WORK INSTRUCTIONS
The answer should hold only the line with "For the sports highlight reel, tag every sky" and each line after it through the last line of the material, exactly.
(TASK DATA)
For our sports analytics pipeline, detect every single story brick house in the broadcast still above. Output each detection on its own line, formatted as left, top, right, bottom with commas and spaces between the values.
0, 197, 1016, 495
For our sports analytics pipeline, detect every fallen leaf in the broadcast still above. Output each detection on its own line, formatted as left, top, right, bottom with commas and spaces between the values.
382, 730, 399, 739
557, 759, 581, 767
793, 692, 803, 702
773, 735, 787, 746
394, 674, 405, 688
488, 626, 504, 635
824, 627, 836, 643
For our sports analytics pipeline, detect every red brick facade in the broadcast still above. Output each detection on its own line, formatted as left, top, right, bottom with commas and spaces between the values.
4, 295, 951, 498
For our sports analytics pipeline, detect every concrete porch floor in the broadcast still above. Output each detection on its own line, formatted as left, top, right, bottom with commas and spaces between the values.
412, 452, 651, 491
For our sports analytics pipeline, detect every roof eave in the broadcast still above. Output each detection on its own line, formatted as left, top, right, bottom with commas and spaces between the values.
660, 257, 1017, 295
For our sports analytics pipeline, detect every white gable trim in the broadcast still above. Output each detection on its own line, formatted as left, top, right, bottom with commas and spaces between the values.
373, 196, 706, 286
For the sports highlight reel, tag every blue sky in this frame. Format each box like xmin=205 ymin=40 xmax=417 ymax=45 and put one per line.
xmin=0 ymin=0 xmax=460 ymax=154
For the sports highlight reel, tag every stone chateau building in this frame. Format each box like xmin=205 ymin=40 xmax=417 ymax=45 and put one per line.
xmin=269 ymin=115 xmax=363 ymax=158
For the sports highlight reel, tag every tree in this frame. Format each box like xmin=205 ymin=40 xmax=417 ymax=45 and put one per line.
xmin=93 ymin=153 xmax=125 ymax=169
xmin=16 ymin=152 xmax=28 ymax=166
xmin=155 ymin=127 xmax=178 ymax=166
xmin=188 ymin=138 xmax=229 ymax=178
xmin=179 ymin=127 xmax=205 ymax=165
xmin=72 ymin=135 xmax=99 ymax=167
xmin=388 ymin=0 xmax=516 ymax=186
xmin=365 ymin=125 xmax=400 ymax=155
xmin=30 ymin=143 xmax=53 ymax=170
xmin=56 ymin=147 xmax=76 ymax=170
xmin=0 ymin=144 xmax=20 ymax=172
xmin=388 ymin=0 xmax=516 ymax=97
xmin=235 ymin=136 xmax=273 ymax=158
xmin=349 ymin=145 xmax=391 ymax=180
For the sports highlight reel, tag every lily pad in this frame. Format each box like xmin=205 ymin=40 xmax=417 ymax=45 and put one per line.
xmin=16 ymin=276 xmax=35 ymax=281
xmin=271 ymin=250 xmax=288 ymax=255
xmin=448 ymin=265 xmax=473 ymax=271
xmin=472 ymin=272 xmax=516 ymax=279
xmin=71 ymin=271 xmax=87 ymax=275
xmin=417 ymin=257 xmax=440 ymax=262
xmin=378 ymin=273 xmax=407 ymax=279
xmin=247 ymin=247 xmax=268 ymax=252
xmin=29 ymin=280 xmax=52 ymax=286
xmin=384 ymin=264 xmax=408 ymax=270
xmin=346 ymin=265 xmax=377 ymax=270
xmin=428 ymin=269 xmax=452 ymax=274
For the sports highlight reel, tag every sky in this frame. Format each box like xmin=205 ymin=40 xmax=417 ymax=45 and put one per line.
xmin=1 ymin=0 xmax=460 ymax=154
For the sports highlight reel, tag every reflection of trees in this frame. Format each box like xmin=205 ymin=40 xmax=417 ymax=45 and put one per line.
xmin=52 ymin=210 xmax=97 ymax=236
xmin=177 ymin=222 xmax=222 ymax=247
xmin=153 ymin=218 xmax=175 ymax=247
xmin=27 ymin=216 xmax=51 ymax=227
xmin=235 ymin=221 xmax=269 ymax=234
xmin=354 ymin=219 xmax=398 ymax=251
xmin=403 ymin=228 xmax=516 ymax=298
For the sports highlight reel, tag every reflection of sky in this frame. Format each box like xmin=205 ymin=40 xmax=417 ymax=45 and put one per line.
(End TASK DATA)
REPLY
For the sports highlight reel, tag every sky in this frame. Format each box like xmin=205 ymin=40 xmax=417 ymax=45 and put one per line.
xmin=1 ymin=0 xmax=460 ymax=154
For the sports highlight reel, tag every reflection of trees in this frame. Format each box like xmin=205 ymin=40 xmax=417 ymax=45 and put one per line.
xmin=52 ymin=210 xmax=97 ymax=236
xmin=177 ymin=222 xmax=222 ymax=247
xmin=153 ymin=218 xmax=175 ymax=247
xmin=27 ymin=216 xmax=51 ymax=227
xmin=235 ymin=221 xmax=269 ymax=234
xmin=354 ymin=219 xmax=398 ymax=251
xmin=403 ymin=228 xmax=516 ymax=298
For the sports highlight reel, tag every reflection of sky in this frame. Format each box like xmin=205 ymin=40 xmax=417 ymax=45 and put one per line.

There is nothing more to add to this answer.